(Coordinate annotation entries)

• • • • • • •

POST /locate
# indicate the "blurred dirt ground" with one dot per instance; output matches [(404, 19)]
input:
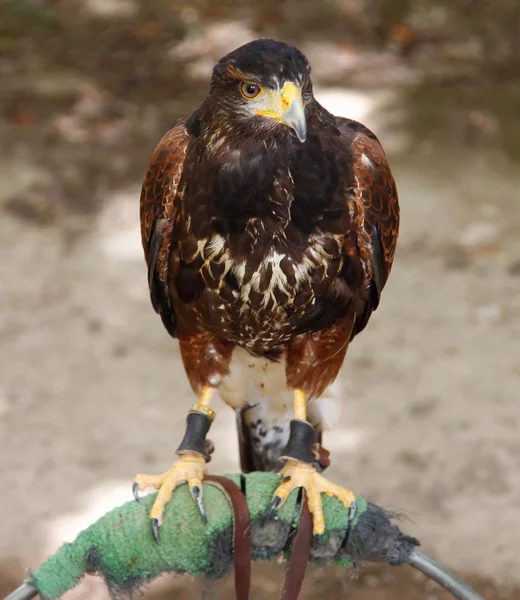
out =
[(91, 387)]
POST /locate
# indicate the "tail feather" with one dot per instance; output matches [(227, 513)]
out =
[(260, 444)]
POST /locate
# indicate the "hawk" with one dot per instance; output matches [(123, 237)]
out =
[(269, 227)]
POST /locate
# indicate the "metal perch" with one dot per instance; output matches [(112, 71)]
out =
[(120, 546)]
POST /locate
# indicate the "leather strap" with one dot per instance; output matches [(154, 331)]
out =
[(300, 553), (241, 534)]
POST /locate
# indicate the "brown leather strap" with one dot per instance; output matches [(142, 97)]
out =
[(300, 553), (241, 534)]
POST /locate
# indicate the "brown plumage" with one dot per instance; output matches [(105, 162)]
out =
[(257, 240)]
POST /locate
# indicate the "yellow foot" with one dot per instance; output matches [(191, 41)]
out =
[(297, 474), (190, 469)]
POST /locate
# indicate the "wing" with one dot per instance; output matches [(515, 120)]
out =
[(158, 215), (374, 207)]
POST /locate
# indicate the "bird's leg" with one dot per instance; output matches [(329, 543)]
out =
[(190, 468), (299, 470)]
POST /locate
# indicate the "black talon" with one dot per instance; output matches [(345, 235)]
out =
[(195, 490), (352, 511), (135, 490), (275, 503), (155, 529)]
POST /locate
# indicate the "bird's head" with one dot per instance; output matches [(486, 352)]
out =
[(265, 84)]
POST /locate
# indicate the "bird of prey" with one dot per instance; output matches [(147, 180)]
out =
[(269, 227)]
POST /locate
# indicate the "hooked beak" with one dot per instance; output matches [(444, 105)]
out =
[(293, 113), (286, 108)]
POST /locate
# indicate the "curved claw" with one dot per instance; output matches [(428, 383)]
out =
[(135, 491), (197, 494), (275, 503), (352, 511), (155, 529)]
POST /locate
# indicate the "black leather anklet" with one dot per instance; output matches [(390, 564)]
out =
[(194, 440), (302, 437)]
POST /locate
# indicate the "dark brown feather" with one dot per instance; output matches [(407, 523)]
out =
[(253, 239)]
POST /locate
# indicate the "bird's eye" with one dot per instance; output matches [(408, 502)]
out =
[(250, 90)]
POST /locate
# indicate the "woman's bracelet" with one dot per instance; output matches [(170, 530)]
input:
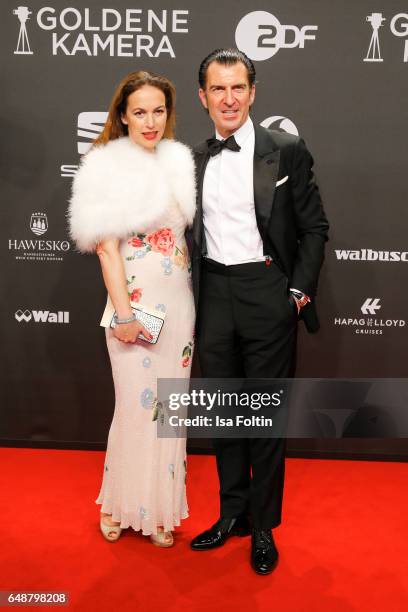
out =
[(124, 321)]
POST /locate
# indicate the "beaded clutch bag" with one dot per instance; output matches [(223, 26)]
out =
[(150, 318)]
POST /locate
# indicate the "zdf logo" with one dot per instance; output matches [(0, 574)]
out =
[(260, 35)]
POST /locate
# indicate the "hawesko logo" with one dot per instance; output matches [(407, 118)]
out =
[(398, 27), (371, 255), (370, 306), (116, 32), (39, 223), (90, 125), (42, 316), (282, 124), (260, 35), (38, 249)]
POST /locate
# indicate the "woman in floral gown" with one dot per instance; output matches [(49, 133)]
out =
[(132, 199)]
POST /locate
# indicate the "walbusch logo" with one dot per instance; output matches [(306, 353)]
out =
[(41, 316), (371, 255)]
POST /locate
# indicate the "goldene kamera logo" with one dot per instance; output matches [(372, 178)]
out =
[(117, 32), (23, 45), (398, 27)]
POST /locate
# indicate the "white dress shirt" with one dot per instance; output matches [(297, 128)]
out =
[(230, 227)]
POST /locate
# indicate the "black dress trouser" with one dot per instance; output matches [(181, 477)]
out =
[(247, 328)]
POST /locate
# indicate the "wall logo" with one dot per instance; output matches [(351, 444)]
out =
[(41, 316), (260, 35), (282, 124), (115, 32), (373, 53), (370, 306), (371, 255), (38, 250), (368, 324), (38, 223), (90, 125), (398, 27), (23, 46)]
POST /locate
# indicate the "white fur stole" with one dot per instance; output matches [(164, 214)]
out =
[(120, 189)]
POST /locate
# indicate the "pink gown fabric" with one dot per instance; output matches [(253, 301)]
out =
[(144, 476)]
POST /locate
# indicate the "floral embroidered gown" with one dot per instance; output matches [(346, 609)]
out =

• • • • • • •

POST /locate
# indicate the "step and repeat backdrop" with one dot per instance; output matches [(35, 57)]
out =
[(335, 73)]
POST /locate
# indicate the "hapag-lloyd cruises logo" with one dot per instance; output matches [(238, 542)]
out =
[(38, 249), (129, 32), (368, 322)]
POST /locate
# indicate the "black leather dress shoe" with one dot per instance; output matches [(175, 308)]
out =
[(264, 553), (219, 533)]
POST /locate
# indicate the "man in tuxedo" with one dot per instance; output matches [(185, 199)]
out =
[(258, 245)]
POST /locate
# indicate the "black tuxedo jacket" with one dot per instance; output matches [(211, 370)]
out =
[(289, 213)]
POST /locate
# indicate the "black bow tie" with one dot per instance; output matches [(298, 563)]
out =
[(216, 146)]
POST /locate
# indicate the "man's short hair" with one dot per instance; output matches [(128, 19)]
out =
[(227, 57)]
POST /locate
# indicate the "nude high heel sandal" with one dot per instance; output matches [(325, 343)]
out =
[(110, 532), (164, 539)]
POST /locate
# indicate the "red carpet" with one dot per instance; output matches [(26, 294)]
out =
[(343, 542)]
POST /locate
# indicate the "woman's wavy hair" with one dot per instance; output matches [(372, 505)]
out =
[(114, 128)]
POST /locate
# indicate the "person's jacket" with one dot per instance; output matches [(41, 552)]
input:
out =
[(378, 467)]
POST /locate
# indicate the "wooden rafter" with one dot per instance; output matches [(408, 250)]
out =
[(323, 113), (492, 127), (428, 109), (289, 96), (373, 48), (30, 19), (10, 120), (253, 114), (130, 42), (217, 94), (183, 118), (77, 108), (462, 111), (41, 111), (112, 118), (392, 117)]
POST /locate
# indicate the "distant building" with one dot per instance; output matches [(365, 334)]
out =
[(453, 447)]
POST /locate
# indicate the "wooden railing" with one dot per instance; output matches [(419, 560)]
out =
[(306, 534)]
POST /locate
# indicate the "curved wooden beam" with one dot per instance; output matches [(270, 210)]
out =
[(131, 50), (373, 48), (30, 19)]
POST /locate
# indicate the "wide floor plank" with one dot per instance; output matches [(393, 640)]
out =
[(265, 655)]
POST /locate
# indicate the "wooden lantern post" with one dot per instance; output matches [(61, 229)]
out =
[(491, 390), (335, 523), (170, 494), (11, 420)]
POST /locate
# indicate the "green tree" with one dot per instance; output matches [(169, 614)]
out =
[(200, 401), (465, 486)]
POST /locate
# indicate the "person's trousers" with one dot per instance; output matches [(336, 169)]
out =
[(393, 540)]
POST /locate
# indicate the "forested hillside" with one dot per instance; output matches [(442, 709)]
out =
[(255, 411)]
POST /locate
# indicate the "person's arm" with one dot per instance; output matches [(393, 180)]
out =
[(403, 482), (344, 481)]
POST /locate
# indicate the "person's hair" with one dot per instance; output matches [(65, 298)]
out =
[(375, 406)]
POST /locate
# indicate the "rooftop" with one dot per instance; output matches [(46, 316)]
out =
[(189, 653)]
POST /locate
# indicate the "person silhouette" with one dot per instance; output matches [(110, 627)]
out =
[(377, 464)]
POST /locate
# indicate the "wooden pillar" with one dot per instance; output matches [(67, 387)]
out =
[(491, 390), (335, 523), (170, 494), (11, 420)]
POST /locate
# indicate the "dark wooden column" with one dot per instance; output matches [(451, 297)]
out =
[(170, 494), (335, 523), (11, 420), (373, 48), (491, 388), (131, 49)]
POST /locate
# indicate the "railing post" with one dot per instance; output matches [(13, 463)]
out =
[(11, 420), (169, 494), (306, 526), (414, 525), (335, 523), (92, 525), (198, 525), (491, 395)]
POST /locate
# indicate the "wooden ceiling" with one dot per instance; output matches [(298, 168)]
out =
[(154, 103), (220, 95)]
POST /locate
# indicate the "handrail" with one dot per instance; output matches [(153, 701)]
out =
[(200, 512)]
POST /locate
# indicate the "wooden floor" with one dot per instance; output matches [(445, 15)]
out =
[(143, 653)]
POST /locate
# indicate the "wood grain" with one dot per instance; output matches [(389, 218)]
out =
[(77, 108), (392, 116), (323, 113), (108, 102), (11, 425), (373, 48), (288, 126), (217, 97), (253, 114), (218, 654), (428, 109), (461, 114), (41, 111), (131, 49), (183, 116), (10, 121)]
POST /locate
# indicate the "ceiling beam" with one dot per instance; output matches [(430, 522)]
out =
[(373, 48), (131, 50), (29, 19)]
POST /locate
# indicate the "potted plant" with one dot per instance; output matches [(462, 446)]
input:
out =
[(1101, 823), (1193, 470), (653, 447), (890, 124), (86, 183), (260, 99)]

• • • • • • •

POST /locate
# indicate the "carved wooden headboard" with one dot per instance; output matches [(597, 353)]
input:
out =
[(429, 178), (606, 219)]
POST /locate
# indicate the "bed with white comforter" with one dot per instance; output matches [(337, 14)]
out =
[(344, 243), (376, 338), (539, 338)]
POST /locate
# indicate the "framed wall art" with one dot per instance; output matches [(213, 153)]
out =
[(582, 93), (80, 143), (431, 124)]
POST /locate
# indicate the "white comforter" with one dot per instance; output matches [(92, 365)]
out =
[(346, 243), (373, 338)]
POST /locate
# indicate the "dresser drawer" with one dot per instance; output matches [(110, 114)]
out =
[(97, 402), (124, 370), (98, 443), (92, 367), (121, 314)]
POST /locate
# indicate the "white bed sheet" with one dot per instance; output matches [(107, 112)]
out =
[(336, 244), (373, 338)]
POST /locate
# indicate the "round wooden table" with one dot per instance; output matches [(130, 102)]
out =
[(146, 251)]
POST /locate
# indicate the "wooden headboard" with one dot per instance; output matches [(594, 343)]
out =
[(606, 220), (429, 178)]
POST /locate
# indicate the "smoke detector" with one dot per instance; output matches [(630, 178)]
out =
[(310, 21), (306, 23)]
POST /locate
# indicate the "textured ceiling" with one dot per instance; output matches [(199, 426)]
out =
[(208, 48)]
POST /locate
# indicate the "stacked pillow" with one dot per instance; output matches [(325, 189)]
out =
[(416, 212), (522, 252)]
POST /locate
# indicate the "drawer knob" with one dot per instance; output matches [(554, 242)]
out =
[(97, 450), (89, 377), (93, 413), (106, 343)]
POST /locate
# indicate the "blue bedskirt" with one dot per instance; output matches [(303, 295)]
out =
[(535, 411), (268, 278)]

• • • • • • •

▸ Stated goal: Locate every line in the records that contains the word "wooden", matching case exactly, and copy each of those lines.

▸ Solved exercise:
# indicate the "wooden rafter" with one dot per instance; output matches [(408, 250)]
# indicate the "wooden railing" with one dot per instance; output matches [(419, 560)]
# indicate the "curved wooden beam" with one dot per instance; output matches [(270, 210)]
# indicate the "wooden lantern post" with one dot per instance; output matches [(61, 229)]
# indicate the "wooden pillar" with one dot per instance; output matches [(67, 387)]
# indicate the "dark wooden column" with one dot per instance; output matches [(451, 297)]
# indicate the "wooden ceiling" with one dot per instance; output matches [(298, 168)]
# indicate the "wooden floor" with one dot per instance; output matches [(445, 15)]
# indicate the "carved wooden headboard" with one dot per instance; output matches [(597, 353)]
# indicate the "round wooden table" with one dot per instance; output matches [(130, 102)]
# indicate the "wooden headboard" with one dot per instance; output matches [(594, 343)]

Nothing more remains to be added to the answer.